**** AUSZUG AUS QUELLE ****
Sekt im Geschmackstest:
Wir haben Bio-Sekt aus der Steiermark, dem Burgenland und Niederösterreich gekostet
Jurtschitsch
Brut Rosé Zweigelt, Pinot Noir und Sankt Laurent, 12 vol.%, 16,95€, www.jurtschitsch.com
Schönes Candy-Rosa, himbeerig auch im Duft, nicht zu süß, tanzende Ribisel auf der Zunge.
Szigeti
Bio Welschriesling Brut, 12 vol%, 15,90 €, www.szigeti.at
Startet schön druckvoll, riecht nach Schwarzbrotkruste, aber auch streichholzig, und hat appetitanregende Gerbstoffnoten einer Mostbirne.
Kattus
Organic Grüner Veltliner, 11,5 vol%, 9,90 €, Spar Gourmet, www.kattus.at
Fruchtig, straff, Granny Smith-Apfel, Passionsfrucht, leichte Süße lässt an Birnenkompott denken
Loimer
Brut Nature Blanc de Blancs Große Reserve, Chardonnay, Pinot blanc, Pinot gris, 12,5 vol%, 37,95 €, www.loimer.at
Weißbrotduft, als würde man eine Bäckerei betreten, schöne Zitrusnote, vollmundig, kommt dem französischen Vorbild sehr nahe und bei den Verkostern gut an.
Strohmeier
Sekt Rosé Blaue Wildbacher (Schilcher), 11,5 vol%, 29,95€, www.weinco.at
Trüb und rostfarbig an Terracotta erinnernd, Dörrobst, eingelegte Johannisbeeren, Nelken, Rosinen, angenehm trocken am Gaumen, und leicht sauerkrautig, viel Spannung.
****
▶ _DEINE AUFGABE_: Fahre mit dem Text zur Bio-Sekt-Verkostung nach seinem letzten Satz fort. Die Einträge spielen für diese Übung keine Rolle.
**** BEREITGESTELLTES MATERIAL ****
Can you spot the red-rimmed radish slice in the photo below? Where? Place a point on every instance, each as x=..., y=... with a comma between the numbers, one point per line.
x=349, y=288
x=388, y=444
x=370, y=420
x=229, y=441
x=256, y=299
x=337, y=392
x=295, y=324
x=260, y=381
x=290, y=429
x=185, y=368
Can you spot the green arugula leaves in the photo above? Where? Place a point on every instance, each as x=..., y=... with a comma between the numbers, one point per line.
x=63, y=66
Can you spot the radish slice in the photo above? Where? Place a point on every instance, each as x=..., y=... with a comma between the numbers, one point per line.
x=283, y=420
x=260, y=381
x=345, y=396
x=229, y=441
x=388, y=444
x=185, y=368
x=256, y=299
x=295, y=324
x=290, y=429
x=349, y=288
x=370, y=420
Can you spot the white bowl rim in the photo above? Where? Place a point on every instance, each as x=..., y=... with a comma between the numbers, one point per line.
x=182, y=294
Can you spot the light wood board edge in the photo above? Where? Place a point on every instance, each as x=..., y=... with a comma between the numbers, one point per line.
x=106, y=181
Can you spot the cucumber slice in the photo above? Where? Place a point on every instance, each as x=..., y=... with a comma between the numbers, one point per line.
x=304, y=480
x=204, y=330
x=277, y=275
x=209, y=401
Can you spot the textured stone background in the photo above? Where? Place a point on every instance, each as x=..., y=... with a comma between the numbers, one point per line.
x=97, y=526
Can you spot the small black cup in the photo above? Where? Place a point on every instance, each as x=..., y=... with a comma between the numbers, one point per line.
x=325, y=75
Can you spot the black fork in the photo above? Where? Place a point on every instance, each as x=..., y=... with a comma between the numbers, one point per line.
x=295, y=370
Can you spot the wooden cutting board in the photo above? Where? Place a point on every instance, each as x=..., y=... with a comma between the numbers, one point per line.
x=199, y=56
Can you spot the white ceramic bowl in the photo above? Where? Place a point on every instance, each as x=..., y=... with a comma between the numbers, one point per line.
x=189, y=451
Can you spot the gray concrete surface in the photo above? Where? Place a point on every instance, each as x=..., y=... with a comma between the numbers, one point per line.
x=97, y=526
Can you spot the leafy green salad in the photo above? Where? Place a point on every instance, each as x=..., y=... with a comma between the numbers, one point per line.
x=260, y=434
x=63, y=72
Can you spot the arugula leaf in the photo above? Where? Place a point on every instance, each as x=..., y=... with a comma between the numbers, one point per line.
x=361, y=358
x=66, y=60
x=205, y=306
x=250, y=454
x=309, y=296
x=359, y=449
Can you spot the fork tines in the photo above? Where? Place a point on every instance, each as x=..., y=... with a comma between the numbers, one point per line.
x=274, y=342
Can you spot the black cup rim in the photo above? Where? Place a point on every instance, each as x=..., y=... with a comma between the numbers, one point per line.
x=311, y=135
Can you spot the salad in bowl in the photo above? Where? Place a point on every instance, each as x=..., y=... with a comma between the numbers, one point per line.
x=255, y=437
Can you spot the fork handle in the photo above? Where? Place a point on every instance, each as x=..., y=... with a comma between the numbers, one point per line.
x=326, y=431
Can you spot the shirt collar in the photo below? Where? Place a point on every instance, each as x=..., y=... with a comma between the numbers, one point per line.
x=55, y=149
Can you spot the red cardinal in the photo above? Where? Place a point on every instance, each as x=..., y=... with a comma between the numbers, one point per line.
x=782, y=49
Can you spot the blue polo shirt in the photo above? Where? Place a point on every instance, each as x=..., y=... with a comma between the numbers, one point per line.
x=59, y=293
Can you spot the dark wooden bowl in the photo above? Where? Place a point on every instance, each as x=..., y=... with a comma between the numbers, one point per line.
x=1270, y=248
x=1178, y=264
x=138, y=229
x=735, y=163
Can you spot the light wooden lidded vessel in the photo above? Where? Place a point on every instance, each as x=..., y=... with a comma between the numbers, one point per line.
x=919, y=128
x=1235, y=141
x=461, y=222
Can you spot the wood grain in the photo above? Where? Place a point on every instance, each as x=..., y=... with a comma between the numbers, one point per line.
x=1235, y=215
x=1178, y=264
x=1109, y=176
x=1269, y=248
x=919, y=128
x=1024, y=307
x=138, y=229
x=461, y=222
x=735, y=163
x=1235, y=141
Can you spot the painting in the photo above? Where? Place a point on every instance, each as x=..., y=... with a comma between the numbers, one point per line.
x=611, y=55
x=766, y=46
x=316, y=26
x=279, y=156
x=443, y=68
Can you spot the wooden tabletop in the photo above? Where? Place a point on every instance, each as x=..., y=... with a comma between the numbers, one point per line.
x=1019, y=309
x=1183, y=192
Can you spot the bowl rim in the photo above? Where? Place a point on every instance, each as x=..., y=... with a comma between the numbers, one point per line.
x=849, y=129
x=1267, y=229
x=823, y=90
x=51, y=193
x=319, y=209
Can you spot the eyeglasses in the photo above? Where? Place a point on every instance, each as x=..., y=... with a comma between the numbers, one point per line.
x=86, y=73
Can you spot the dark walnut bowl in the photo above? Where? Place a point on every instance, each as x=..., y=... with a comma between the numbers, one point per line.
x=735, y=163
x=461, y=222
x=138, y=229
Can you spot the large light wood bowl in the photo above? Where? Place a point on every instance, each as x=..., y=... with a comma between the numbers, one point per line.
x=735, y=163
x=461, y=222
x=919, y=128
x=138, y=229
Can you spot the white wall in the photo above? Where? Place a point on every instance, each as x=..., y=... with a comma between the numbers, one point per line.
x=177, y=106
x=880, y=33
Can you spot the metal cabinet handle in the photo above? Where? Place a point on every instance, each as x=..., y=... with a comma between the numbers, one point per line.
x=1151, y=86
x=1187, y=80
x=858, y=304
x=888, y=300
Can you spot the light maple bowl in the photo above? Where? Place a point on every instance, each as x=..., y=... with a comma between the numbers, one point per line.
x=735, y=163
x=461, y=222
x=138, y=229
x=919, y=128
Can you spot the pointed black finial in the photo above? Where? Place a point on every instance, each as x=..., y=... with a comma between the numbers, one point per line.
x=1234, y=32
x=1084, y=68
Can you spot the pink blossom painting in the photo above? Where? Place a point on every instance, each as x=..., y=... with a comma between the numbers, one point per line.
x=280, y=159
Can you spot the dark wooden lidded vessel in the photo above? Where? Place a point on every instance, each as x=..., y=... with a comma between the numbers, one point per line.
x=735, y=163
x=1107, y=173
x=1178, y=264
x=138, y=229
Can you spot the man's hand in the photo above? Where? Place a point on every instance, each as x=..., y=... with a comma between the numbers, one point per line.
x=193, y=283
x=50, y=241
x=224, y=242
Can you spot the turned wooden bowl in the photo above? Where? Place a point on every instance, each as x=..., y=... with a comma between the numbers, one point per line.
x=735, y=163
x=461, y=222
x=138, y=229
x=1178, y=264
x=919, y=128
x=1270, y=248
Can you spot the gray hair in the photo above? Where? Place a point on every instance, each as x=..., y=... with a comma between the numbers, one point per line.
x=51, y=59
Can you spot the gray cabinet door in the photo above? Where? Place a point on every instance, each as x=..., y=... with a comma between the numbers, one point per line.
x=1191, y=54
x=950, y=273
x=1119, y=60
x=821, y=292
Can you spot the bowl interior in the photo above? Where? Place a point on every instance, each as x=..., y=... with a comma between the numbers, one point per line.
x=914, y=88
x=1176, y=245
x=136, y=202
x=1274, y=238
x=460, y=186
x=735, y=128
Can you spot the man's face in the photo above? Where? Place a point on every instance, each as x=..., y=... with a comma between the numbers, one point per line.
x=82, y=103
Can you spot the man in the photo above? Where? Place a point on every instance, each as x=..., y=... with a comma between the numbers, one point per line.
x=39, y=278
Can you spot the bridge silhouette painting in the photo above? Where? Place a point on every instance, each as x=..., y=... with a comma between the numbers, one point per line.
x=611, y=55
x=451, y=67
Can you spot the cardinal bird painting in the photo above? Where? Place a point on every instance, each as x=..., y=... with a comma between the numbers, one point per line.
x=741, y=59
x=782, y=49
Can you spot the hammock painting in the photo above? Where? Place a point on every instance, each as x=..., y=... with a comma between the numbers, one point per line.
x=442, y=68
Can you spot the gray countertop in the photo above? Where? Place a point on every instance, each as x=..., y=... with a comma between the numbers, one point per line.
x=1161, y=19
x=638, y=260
****
▶ _ERGEBNIS DER ÜBUNG_:
Renner
Rosé Sekt Extra Brut 2015, Zweigelt, Pinot Noir, 13,5 vol%, 19,90 €, www.rennerundsistas.at
Briochekipferl, Zwetschke, weißer Pfirsich, mild und dezent, fein salzig, haselnussig im Abgang.
Zuschmann-Schöffmann
Riesling Brut 2015, 12,5 vol%, 21 €, www.zuschmann.at/wein-und-sekt/
Zitrusnoten, Mürbteig, Cremant-ähnlich, feine Perlage. Feiner Duft nach Steinobst und Apfel, cremig, harmonisch und sehr überzeugend.
Schödl
Blanc de Noir, Pinot Noir, 12,5%, www.weingutschoedl.at
Grapefruitduft, Pomelo am Gaumen, warm, zimtig, später Honig, Milchschokolade, Apfelmus, verbranntes Karamell, Thymianhonig, äußerst vielschichtig
HuM Hofer
Bio SEKT Pupitres, Welschriesling, 12,5%, 14,00 €, www.weinguthofer.com
Duftet nach Stachelbeeren und feinen Wiesenkräutern, Geschmack nach frischen Äpfeln und Physalis.